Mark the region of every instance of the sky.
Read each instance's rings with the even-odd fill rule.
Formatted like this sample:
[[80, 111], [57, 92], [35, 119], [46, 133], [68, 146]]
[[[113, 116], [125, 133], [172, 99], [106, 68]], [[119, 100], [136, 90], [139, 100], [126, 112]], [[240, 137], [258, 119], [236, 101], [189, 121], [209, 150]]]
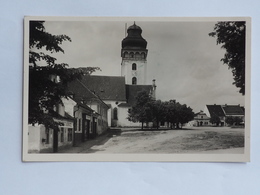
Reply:
[[[69, 67], [100, 67], [95, 75], [121, 76], [121, 41], [125, 24], [134, 21], [46, 21], [46, 31], [65, 34], [71, 42], [65, 53], [52, 54]], [[208, 34], [211, 21], [136, 21], [147, 41], [147, 84], [156, 79], [156, 98], [175, 99], [194, 112], [207, 104], [245, 105], [232, 83], [233, 76], [220, 59], [225, 50]]]

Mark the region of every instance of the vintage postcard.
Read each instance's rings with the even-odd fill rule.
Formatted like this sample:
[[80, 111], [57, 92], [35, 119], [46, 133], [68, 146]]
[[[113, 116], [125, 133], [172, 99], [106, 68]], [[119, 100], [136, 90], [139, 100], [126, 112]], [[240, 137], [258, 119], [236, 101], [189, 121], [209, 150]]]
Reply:
[[25, 17], [23, 161], [250, 161], [251, 19]]

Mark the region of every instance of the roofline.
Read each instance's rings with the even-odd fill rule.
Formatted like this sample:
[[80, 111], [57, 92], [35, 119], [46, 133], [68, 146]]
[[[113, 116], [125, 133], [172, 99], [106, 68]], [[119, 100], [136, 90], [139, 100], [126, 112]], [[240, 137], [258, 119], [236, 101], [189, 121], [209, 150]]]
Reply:
[[109, 106], [108, 106], [102, 99], [100, 99], [100, 97], [99, 97], [98, 95], [96, 95], [96, 94], [94, 94], [92, 91], [90, 91], [89, 88], [88, 88], [86, 85], [84, 85], [79, 79], [77, 79], [77, 81], [78, 81], [83, 87], [85, 87], [94, 97], [96, 97], [98, 100], [100, 100], [101, 103], [103, 103], [104, 105], [106, 105], [106, 106], [109, 108]]

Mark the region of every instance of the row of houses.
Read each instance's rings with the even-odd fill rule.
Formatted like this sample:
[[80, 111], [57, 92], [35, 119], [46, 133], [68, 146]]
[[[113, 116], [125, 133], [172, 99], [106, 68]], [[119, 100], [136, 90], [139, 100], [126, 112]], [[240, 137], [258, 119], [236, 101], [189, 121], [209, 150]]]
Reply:
[[192, 126], [212, 126], [210, 122], [211, 117], [218, 117], [220, 119], [220, 126], [227, 126], [227, 117], [239, 117], [243, 122], [245, 121], [245, 109], [240, 105], [206, 105], [204, 111], [195, 114], [194, 120], [190, 122]]
[[54, 107], [59, 130], [44, 125], [29, 125], [28, 152], [57, 152], [58, 148], [77, 146], [108, 129], [108, 109], [97, 95], [79, 80], [69, 84], [69, 97]]

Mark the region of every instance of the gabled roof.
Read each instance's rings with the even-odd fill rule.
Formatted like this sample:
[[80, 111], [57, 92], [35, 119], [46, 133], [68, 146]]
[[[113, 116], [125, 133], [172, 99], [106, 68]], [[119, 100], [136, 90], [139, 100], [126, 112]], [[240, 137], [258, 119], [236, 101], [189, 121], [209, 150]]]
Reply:
[[97, 98], [97, 96], [95, 94], [93, 94], [78, 79], [76, 79], [68, 84], [68, 93], [73, 93], [73, 95], [74, 95], [73, 100], [75, 100], [76, 102], [81, 101], [83, 99]]
[[244, 110], [240, 105], [224, 105], [223, 110], [226, 115], [244, 115]]
[[221, 105], [206, 105], [209, 111], [210, 116], [225, 116], [225, 113], [222, 110]]
[[[70, 82], [68, 84], [68, 93], [73, 94], [73, 100], [76, 101], [79, 105], [84, 106], [82, 104], [82, 100], [98, 100], [99, 102], [103, 102], [99, 96], [91, 92], [87, 86], [85, 86], [81, 81], [78, 79]], [[106, 105], [106, 104], [105, 104]], [[106, 105], [107, 106], [107, 105]], [[108, 107], [108, 106], [107, 106]]]
[[194, 117], [198, 116], [198, 115], [206, 115], [203, 111], [197, 112], [194, 114]]
[[80, 81], [102, 100], [126, 100], [124, 77], [85, 75]]
[[136, 102], [136, 96], [141, 91], [146, 91], [148, 94], [153, 89], [152, 85], [126, 85], [126, 98], [127, 98], [127, 105], [124, 106], [133, 106]]

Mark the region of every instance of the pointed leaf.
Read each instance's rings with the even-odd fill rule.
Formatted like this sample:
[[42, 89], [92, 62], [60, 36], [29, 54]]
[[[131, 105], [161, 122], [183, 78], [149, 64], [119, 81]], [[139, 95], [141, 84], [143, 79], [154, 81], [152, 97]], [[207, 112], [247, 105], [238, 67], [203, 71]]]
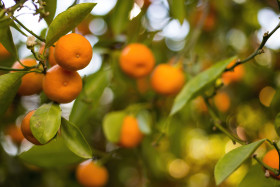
■ ■ ■ ■ ■
What is required: Only the records are wanted, copied exactly, with the pictures dropped.

Finished task:
Mark the region of every instance of the sky.
Read each instance's rings with the even-odd fill rule.
Formatted like this sample:
[[80, 111], [57, 92], [35, 119], [46, 133], [68, 146]]
[[[113, 116], [125, 133], [172, 99], [106, 68]], [[119, 100], [136, 90], [139, 100], [126, 112]], [[240, 137], [258, 119], [236, 101], [189, 121], [209, 150]]]
Reply:
[[[69, 67], [100, 67], [95, 75], [121, 76], [121, 41], [125, 24], [134, 21], [46, 21], [46, 31], [65, 34], [71, 42], [65, 53], [52, 54]], [[208, 34], [211, 21], [136, 21], [147, 41], [147, 84], [156, 79], [156, 98], [175, 99], [194, 112], [207, 104], [245, 105], [232, 83], [233, 76], [220, 59], [225, 50]]]

Mark the region of every instance of the vintage postcard.
Read each instance's rings with the even-odd fill rule.
Formatted like this sample:
[[80, 111], [57, 92], [35, 119], [46, 133], [68, 146]]
[[[113, 116], [125, 133], [172, 99], [106, 68]], [[119, 100], [136, 90], [139, 100], [126, 112]], [[240, 137], [258, 119], [236, 101], [189, 121], [209, 150]]]
Reply:
[[25, 17], [23, 161], [250, 161], [251, 19]]

Mark the region of every instance of the roofline.
Read each instance's rings with the even-odd fill rule.
Formatted like this sample:
[[80, 111], [57, 92], [35, 119], [46, 133], [68, 146]]
[[[113, 116], [125, 133], [172, 99], [106, 68]], [[119, 100], [136, 90], [139, 100], [126, 112]], [[240, 137], [258, 119], [236, 101], [189, 121], [209, 150]]]
Reply:
[[109, 106], [108, 106], [102, 99], [100, 99], [100, 97], [99, 97], [98, 95], [96, 95], [96, 94], [94, 94], [92, 91], [90, 91], [89, 88], [88, 88], [86, 85], [84, 85], [79, 79], [77, 79], [77, 81], [78, 81], [83, 87], [85, 87], [94, 97], [96, 97], [98, 100], [100, 100], [101, 103], [103, 103], [104, 105], [106, 105], [106, 106], [109, 108]]

Mark the region of every instance of the row of houses.
Read each instance's rings with the even-odd fill rule.
Formatted like this sample:
[[80, 111], [57, 92], [35, 119], [46, 133], [68, 146]]
[[[113, 116], [125, 133], [172, 99], [106, 68]], [[119, 100], [136, 90], [139, 100], [126, 112]], [[240, 137], [258, 119], [236, 101], [189, 121], [209, 150]]]
Reply:
[[192, 126], [212, 126], [210, 122], [211, 117], [218, 117], [220, 119], [220, 126], [227, 126], [227, 117], [239, 117], [243, 122], [245, 121], [245, 109], [240, 105], [206, 105], [204, 111], [195, 114], [194, 120], [190, 122]]
[[54, 107], [59, 130], [44, 125], [29, 125], [28, 152], [57, 152], [58, 148], [77, 146], [108, 129], [108, 109], [97, 95], [79, 80], [69, 84], [69, 97]]

Mark the region of every instance of the gabled roof.
Read each instance's rings with the even-odd fill rule.
Formatted like this sample:
[[80, 111], [57, 92], [35, 119], [46, 133], [68, 146]]
[[[113, 116], [125, 133], [172, 99], [106, 68]], [[119, 100], [136, 90], [139, 100], [126, 112]], [[240, 137], [258, 119], [236, 101], [189, 121], [209, 150]]]
Reply:
[[97, 98], [97, 96], [95, 94], [93, 94], [78, 79], [76, 79], [68, 84], [68, 93], [73, 93], [73, 95], [74, 95], [73, 100], [75, 100], [76, 102], [81, 101], [83, 99]]
[[244, 110], [240, 105], [224, 105], [223, 110], [226, 115], [244, 115]]
[[221, 105], [206, 105], [209, 111], [210, 116], [225, 116], [225, 113], [222, 110]]
[[[70, 82], [68, 84], [68, 93], [73, 94], [73, 100], [76, 101], [79, 105], [84, 106], [82, 104], [82, 100], [98, 100], [99, 102], [103, 102], [99, 96], [91, 92], [87, 86], [85, 86], [81, 81], [78, 79]], [[106, 105], [106, 104], [105, 104]], [[106, 105], [107, 106], [107, 105]], [[108, 107], [108, 106], [107, 106]]]
[[194, 117], [198, 116], [198, 115], [206, 115], [203, 111], [197, 112], [194, 114]]
[[80, 81], [102, 100], [126, 100], [124, 77], [85, 75]]
[[136, 102], [136, 96], [141, 91], [146, 91], [148, 94], [153, 89], [152, 85], [126, 85], [126, 98], [127, 98], [127, 105], [124, 106], [133, 106]]

Mark the region of every instance of the pointed leaf.
Read each instance's rings with the even-odd fill rule.
Formatted like this sample:
[[42, 89], [92, 62], [60, 36], [29, 54]]
[[[131, 105], [161, 122], [183, 78], [149, 64], [119, 81]], [[139, 95], [141, 84], [143, 79], [154, 81], [152, 97]], [[207, 112], [247, 105], [238, 67], [203, 71]]]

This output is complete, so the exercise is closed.